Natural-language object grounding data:
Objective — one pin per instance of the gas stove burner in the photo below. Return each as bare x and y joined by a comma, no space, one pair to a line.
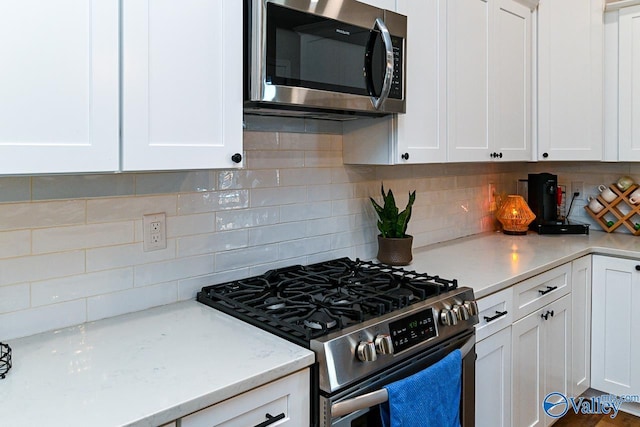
320,320
302,303
274,303
402,293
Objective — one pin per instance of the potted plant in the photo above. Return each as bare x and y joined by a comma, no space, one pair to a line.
394,244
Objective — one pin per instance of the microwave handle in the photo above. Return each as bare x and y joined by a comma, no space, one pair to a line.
388,75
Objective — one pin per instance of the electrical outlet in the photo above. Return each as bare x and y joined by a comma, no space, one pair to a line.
577,187
154,232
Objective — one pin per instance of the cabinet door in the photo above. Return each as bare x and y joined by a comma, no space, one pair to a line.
511,74
182,84
615,349
570,98
59,86
422,130
581,325
541,361
528,347
493,380
629,84
468,38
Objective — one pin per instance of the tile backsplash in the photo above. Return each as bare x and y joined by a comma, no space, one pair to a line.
71,246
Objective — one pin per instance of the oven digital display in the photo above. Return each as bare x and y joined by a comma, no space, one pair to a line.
412,330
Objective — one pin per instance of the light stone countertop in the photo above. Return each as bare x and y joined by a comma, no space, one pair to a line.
157,365
140,369
490,262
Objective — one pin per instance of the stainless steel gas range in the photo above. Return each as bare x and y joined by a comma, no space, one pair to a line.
368,324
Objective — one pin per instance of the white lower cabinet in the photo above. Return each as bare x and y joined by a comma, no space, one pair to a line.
286,399
493,380
541,346
581,325
615,348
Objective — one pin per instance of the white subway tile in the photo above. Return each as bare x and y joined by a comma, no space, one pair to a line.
59,239
275,159
278,196
277,233
312,245
14,216
129,208
182,268
212,242
15,243
194,203
14,298
187,225
46,318
247,218
41,267
81,286
306,176
103,306
188,288
243,178
241,258
305,211
315,159
125,255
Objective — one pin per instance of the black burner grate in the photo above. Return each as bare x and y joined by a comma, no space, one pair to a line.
301,303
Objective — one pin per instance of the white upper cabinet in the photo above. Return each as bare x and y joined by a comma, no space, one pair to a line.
182,84
629,84
469,23
570,80
422,130
58,86
489,82
382,4
511,77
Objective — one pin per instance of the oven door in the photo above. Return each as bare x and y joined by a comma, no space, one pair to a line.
358,406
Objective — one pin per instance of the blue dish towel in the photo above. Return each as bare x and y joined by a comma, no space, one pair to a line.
429,398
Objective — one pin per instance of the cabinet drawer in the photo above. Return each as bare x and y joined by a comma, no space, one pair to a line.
532,294
495,312
286,398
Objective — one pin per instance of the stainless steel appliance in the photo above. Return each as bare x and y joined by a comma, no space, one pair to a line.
336,59
368,324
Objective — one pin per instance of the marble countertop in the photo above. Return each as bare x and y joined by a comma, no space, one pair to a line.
140,369
490,262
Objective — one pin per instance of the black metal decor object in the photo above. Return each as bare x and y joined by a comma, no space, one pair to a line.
5,359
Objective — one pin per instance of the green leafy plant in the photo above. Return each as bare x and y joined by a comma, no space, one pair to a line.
391,222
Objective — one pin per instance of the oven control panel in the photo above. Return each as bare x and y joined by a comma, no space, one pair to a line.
412,330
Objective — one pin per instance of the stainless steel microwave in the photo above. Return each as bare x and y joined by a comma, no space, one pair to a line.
335,59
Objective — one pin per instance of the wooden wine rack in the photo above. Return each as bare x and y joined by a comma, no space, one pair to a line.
618,212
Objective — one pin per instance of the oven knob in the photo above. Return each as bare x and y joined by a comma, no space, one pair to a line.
366,351
472,306
384,344
461,312
448,317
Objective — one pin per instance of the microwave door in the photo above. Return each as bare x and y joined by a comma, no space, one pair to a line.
380,30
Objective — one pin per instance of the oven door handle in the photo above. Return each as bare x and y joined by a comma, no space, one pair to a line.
368,400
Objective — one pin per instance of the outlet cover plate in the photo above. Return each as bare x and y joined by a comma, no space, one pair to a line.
154,232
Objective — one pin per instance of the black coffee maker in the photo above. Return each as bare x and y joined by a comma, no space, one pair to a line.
543,201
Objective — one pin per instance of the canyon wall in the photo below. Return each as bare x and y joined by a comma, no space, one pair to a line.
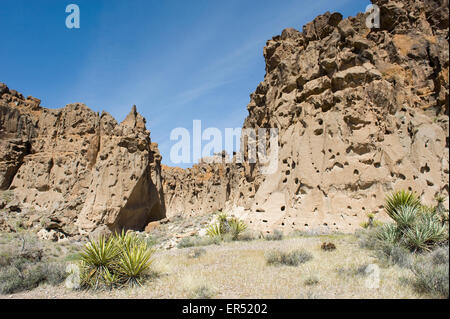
78,170
361,112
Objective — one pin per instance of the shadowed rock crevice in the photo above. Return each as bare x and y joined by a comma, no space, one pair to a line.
142,207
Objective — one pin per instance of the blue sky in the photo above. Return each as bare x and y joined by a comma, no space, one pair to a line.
176,60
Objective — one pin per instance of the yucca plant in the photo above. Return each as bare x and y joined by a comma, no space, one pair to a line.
423,235
400,199
134,262
405,216
97,258
122,259
237,227
111,279
214,230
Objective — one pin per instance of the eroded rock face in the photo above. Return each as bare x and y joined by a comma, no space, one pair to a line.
78,169
360,113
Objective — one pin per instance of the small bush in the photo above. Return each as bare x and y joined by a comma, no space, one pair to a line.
28,276
203,292
431,274
196,252
276,235
226,228
23,267
246,236
396,255
328,246
388,233
293,258
397,200
237,227
311,281
122,259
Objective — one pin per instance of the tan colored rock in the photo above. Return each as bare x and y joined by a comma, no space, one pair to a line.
361,113
82,168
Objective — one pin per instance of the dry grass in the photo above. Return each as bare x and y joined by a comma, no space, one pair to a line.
239,270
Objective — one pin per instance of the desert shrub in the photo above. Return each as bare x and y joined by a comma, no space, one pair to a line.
400,199
388,233
23,266
237,227
196,252
202,292
371,222
246,236
276,235
425,233
431,273
122,259
352,270
293,258
311,281
226,228
25,276
417,227
396,255
328,246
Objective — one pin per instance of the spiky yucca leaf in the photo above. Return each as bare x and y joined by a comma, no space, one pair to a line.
425,233
97,258
214,230
135,260
399,199
237,227
405,216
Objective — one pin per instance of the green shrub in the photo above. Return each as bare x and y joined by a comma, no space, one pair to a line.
293,258
311,281
194,241
203,292
399,199
431,274
29,275
417,227
23,266
425,234
122,259
396,255
215,230
276,235
388,233
237,227
226,228
196,252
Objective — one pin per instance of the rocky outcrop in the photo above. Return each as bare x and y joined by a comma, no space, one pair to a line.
76,169
360,112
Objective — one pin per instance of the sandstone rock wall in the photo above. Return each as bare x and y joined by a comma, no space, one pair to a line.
361,112
78,169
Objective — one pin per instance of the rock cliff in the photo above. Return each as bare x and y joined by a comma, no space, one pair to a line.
360,112
77,170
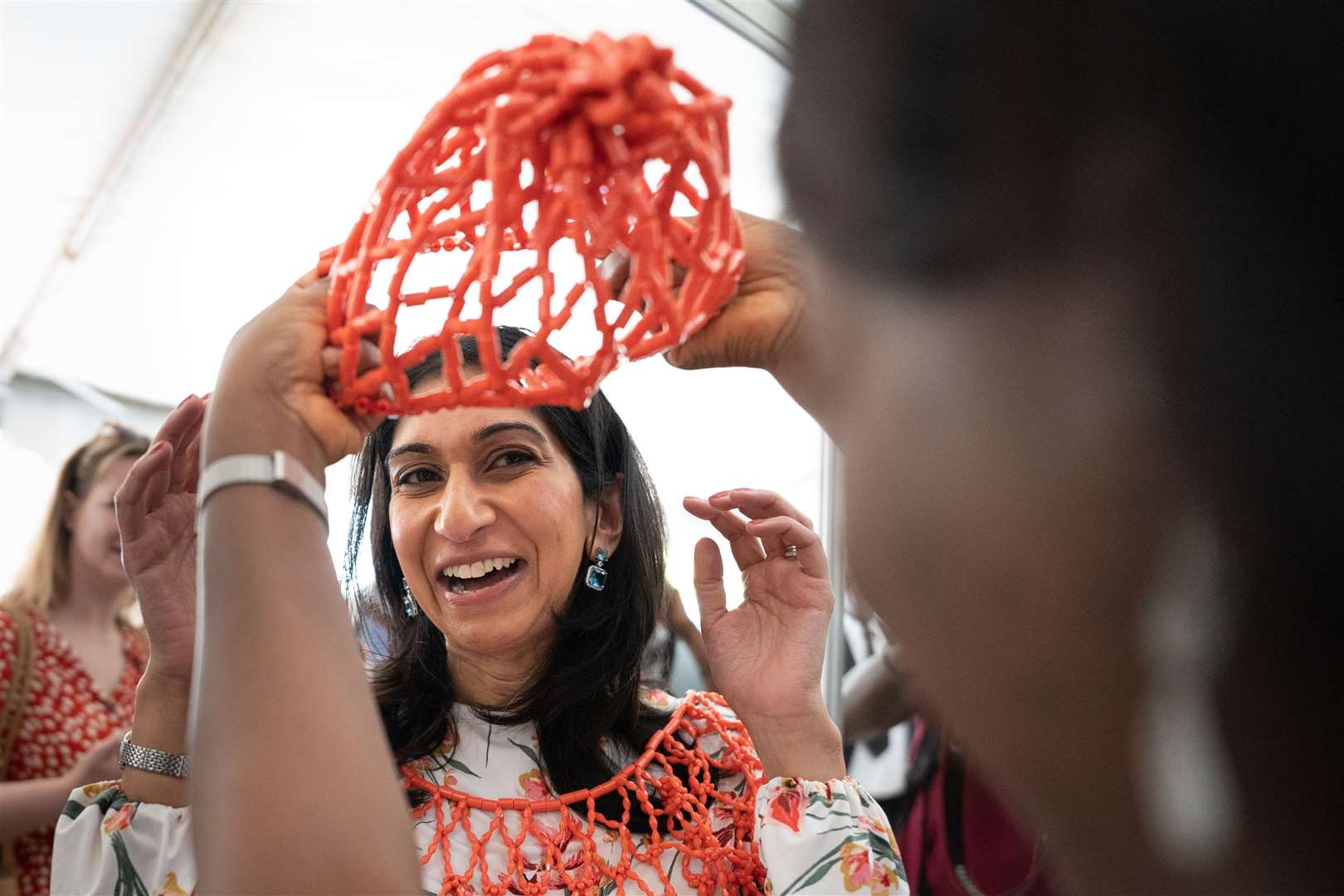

Exercise aim: Print, without pictures, exactly the lines from the one containing "Objective — one pin per instance of the sandstone" through the final line of the records above.

Exercise response:
Objective — one pin per instance of the sandstone rock wall in the photo above. Return each as bare x and y joined by a comma, no space, one pair to a line.
361,112
78,169
Objective — one pin per instance of the rock cliff in the photo above. Return each as bare x and y joined by a comma, no space, one pair to a line.
360,112
77,170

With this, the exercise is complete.